■ **What the task requires**
Set out all of the rows below as a numbered list, leaving out any blank lines.
►
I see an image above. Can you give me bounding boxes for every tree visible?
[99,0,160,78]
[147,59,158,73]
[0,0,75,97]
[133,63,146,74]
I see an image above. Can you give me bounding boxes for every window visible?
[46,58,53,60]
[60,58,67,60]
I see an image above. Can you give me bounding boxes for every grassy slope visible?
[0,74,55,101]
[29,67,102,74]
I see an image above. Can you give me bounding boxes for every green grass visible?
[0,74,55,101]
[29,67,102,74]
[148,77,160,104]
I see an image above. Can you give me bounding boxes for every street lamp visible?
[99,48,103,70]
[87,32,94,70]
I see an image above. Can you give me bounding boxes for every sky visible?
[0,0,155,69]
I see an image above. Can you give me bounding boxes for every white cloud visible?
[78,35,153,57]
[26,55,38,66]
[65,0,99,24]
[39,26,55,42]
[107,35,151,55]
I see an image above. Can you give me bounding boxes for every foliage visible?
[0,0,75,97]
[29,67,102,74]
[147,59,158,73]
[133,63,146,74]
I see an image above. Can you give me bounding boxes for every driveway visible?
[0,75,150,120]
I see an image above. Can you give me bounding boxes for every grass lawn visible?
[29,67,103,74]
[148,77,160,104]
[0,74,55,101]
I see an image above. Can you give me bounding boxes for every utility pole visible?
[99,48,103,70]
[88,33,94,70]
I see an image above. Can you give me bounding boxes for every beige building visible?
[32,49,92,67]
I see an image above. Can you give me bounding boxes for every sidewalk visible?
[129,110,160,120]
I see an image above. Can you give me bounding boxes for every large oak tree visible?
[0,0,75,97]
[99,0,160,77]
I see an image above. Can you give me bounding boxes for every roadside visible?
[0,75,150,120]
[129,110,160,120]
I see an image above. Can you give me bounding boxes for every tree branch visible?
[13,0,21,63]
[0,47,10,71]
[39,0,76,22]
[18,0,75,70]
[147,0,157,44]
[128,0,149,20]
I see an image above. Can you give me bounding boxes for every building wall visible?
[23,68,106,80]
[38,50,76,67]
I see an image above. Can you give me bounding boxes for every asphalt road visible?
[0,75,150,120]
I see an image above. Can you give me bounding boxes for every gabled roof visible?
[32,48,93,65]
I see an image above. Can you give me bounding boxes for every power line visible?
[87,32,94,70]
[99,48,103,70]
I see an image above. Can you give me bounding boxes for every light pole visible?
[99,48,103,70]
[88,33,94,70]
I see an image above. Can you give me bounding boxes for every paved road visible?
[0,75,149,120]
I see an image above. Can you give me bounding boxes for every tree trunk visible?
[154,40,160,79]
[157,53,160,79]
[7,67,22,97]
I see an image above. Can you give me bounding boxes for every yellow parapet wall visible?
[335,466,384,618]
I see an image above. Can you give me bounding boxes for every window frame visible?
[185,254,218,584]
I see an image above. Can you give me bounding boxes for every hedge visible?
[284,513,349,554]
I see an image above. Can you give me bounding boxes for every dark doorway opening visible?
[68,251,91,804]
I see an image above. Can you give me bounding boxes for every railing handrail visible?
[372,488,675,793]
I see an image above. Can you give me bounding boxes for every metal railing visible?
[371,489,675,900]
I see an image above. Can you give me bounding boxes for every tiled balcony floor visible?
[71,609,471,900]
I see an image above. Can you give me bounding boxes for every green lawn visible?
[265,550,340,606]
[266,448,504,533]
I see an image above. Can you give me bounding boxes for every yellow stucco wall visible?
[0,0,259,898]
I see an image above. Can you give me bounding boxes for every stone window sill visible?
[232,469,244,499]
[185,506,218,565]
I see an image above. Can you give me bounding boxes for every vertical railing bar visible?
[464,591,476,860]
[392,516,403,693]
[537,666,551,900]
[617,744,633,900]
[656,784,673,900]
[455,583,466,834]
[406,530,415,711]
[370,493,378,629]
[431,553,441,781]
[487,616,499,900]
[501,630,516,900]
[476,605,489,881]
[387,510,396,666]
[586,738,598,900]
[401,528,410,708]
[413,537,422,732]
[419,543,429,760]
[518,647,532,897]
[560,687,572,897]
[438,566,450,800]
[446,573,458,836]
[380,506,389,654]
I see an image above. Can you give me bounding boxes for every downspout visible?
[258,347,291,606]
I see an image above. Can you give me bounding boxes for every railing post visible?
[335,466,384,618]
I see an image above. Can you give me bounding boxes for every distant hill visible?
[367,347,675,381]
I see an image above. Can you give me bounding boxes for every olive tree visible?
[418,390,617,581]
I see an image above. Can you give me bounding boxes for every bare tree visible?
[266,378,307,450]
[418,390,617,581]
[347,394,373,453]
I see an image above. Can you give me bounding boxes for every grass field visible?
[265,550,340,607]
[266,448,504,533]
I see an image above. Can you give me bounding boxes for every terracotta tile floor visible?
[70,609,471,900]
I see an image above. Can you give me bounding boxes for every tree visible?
◄
■ **Response below**
1. I see an image above. Can you give me bounding boxes for every tree visible?
2. [99,0,160,78]
3. [147,59,158,73]
4. [0,0,75,97]
5. [133,63,146,74]
6. I see an image above. Can you give me bounding boxes for every window visible?
7. [46,58,53,60]
8. [60,58,67,60]
9. I see an image above. Can you give me bounding boxes for every grassy slope visible?
10. [0,74,55,101]
11. [29,67,102,74]
12. I see an image above. Can you give me bounding boxes for every green grass visible?
13. [0,74,55,101]
14. [29,67,102,74]
15. [148,77,160,104]
16. I see an image above. Can you give me bounding boxes for every street lamp visible?
17. [99,48,103,70]
18. [87,32,94,70]
19. I see an image above. Can you give me bounding boxes for every sky visible?
20. [0,0,155,69]
21. I see an image above. Can you give me bounding boxes for every white cloud visible?
22. [78,35,153,57]
23. [26,55,38,66]
24. [65,0,99,24]
25. [39,26,55,42]
26. [107,35,151,55]
27. I see an image above. Can you give me bounding boxes for every foliage visible?
28. [0,0,75,97]
29. [29,67,102,74]
30. [147,59,158,73]
31. [133,63,146,74]
32. I see an image above. Can you give me bounding boxes for every driveway visible?
33. [0,75,150,120]
34. I see an image above. Can you give me bounding boxes for every grass lawn visible?
35. [29,67,103,74]
36. [148,77,160,104]
37. [0,74,55,101]
38. I see an image above. Can you give me bounding boxes for every utility pole visible?
39. [99,48,103,70]
40. [88,33,94,70]
41. I see an image above. Can you give me bounding boxes for every beige building visible?
42. [32,49,92,67]
43. I see an image above. Can you give me bounding boxes for every sidewalk visible?
44. [129,110,160,120]
45. I see an image above. Can you give me bounding boxes for every large oak tree visible?
46. [0,0,75,97]
47. [99,0,160,77]
48. I see an image above. Can you give me bounding boxes for every roadside visible?
49. [0,75,150,120]
50. [129,110,160,120]
51. I see an image above. Can you give me bounding boxes for every tree branch visible?
52. [13,0,21,63]
53. [0,47,10,71]
54. [39,0,76,22]
55. [18,0,75,70]
56. [147,0,157,44]
57. [128,0,149,20]
58. I see an image above. Can you give me bounding boxes for every building wall visible?
59. [23,68,106,80]
60. [38,50,76,67]
61. I see an image above. Can you give me bounding boxes for every asphalt road visible?
62. [0,75,150,120]
63. I see an image above. Can you give me bounding boxes for every gabled roof visible?
64. [32,48,93,65]
65. I see an image above. Can you give me bounding boxes for every power line visible?
66. [87,32,94,70]
67. [99,48,103,70]
68. I see an image above. Can you give me bounding boxes for every light pole visible?
69. [99,48,103,70]
70. [88,33,94,70]
71. I see an image above. Can you give me bounding boxes for every paved road visible?
72. [0,75,149,120]
73. I see an image above. Can you give me bounding boxes for every tree trunk visible?
74. [154,40,160,79]
75. [157,53,160,79]
76. [7,67,22,97]
77. I see an image above. Can you give me bounding boxes for every yellow parapet wall visible?
78. [335,466,384,618]
79. I see an image above. Can you give me bounding boxes for every window frame visible?
80. [185,254,218,584]
81. I see an image above. Can you give me bounding boxes for every hedge visible?
82. [284,513,349,554]
83. I see an image above. Can you give me bounding boxes for every dark doorway opening visible?
84. [68,251,91,804]
85. I see an image above. Can you give me bounding boxes for every railing handrail visible?
86. [372,488,675,793]
87. I see an image above. Can you give me bounding boxes for every metal railing visible?
88. [371,489,675,900]
89. I see an image above. Can you give me bounding boxes for every tiled balcony floor visible?
90. [71,609,471,900]
91. I see an image above. Can you give me bounding boxes for every green lawn visible?
92. [265,550,340,606]
93. [266,448,504,533]
94. I see an image above. Can you give me bounding boxes for every yellow stucco wall visible?
95. [0,0,259,898]
96. I see an image above. Can you give me bounding boxes for every stone window sill visible?
97. [232,469,244,499]
98. [185,506,218,565]
99. I see an image above. Can you give me bounding boxes for every vertical railing bar visible?
100. [464,591,476,860]
101. [392,516,403,693]
102. [537,666,551,900]
103. [617,744,633,900]
104. [656,784,673,900]
105. [455,583,466,834]
106. [406,530,415,711]
107. [370,493,378,629]
108. [431,553,441,781]
109. [487,616,499,900]
110. [501,630,516,900]
111. [476,605,489,881]
112. [387,510,396,666]
113. [586,738,598,900]
114. [401,528,410,708]
115. [413,537,422,732]
116. [419,543,429,760]
117. [518,647,532,897]
118. [560,687,572,897]
119. [438,566,450,800]
120. [446,573,458,836]
121. [380,506,389,654]
122. I see an image above. Can you give me bounding boxes for every downspout visible?
123. [258,347,291,606]
124. I see an image above. Can you give me bounding boxes for every railing post visible?
125. [335,466,384,618]
126. I see an image above. Can you give me bounding boxes for every distant hill visible?
127. [367,347,675,381]
128. I see an image above. Can you give me bounding boxes for every olive tree visible?
129. [418,390,617,581]
130. I see an image above. Can you give me bounding boxes for every bare tree visible?
131. [266,378,307,450]
132. [418,390,617,581]
133. [347,394,373,453]
134. I see an image above. Can you give me bounding boxes for every grass field visible?
135. [265,550,340,607]
136. [266,448,504,533]
137. I see an image above. Can you give me bounding boxes for every terracotta tile floor visible?
138. [70,609,471,900]
139. I see an image above. Can you give me bounding boxes for every tree visible?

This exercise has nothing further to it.